• INSTRUCTIONS FOR THE TASK:
Please write out again every line in the stretch from the line containing "Mark one point on every instance of the conifer" through the end of the items, shifting each coordinate in the answers by adding 146 to it and copying all other lines unchanged. Leave the pictures out.

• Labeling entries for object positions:
▼

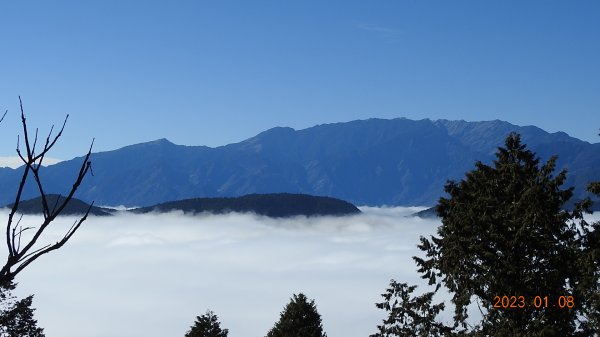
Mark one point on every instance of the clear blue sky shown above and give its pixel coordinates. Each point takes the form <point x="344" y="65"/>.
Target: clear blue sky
<point x="216" y="72"/>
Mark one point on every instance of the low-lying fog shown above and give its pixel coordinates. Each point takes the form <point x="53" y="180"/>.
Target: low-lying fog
<point x="151" y="275"/>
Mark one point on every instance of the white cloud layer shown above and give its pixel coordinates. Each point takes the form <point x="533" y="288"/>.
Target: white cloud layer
<point x="151" y="275"/>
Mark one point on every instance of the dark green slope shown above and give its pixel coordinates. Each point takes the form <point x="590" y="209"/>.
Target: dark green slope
<point x="271" y="205"/>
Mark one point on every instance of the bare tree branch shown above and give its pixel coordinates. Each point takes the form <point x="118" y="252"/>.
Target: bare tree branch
<point x="20" y="257"/>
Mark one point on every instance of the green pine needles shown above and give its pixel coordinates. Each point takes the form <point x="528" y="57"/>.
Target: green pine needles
<point x="207" y="325"/>
<point x="299" y="318"/>
<point x="508" y="247"/>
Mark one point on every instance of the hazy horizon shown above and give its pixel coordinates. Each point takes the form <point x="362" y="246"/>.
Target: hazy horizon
<point x="119" y="273"/>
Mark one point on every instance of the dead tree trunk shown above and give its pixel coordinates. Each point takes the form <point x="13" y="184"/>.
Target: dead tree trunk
<point x="21" y="254"/>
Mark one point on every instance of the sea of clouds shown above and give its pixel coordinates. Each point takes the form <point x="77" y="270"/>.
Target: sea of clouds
<point x="151" y="275"/>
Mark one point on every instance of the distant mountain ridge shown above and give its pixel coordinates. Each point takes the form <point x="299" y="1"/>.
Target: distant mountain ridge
<point x="280" y="205"/>
<point x="272" y="205"/>
<point x="366" y="162"/>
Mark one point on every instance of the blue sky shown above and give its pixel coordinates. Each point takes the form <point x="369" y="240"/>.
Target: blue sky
<point x="216" y="72"/>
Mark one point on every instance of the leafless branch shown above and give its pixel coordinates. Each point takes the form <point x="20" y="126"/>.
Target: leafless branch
<point x="20" y="257"/>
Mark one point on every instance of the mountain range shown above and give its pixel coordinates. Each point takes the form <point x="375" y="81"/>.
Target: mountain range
<point x="366" y="162"/>
<point x="280" y="205"/>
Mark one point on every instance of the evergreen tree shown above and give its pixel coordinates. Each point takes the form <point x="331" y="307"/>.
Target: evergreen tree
<point x="505" y="232"/>
<point x="298" y="319"/>
<point x="207" y="325"/>
<point x="16" y="317"/>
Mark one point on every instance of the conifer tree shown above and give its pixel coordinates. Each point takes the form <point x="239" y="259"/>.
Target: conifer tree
<point x="505" y="233"/>
<point x="298" y="319"/>
<point x="207" y="325"/>
<point x="16" y="316"/>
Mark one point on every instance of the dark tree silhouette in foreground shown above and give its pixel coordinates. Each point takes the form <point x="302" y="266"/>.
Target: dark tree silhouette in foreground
<point x="16" y="317"/>
<point x="299" y="319"/>
<point x="207" y="325"/>
<point x="22" y="253"/>
<point x="505" y="233"/>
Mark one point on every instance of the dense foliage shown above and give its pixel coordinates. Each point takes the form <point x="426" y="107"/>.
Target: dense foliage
<point x="207" y="325"/>
<point x="16" y="316"/>
<point x="299" y="319"/>
<point x="505" y="233"/>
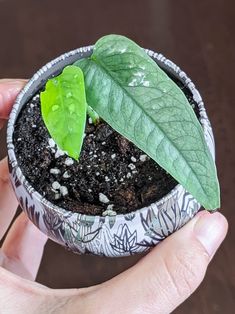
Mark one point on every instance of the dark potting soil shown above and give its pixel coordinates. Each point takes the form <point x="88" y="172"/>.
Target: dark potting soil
<point x="112" y="174"/>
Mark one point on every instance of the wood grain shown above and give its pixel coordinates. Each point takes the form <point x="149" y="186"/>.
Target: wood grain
<point x="197" y="35"/>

▲

• PROBLEM SOLUTION:
Mark one point on every instance of the conifer tree shown above and give its pixel coordinates. Each point takes the form <point x="239" y="259"/>.
Target: conifer tree
<point x="651" y="379"/>
<point x="444" y="465"/>
<point x="353" y="471"/>
<point x="162" y="462"/>
Mark one point on every instance of the dark tree silhouette in foreground shown above and give its pixel coordinates. Each point takes the form <point x="302" y="266"/>.
Target: dark tree silhouette in foreground
<point x="162" y="463"/>
<point x="445" y="465"/>
<point x="353" y="471"/>
<point x="168" y="399"/>
<point x="651" y="379"/>
Mark one point on every instance of the dense foliage shown above and give its pixel coordinates. Each point takes the form <point x="426" y="107"/>.
Target: dense foliage
<point x="353" y="471"/>
<point x="162" y="462"/>
<point x="445" y="465"/>
<point x="651" y="379"/>
Mark one point on every instance of the dark potting soil shown above and give its pixel coordinates. Each point takes the form <point x="88" y="172"/>.
Target: dark potting soil
<point x="258" y="320"/>
Mark one point on every instance of the wood grain shown above and give its pixel coordinates. Each point takes the form <point x="149" y="186"/>.
Target: wood grain
<point x="343" y="181"/>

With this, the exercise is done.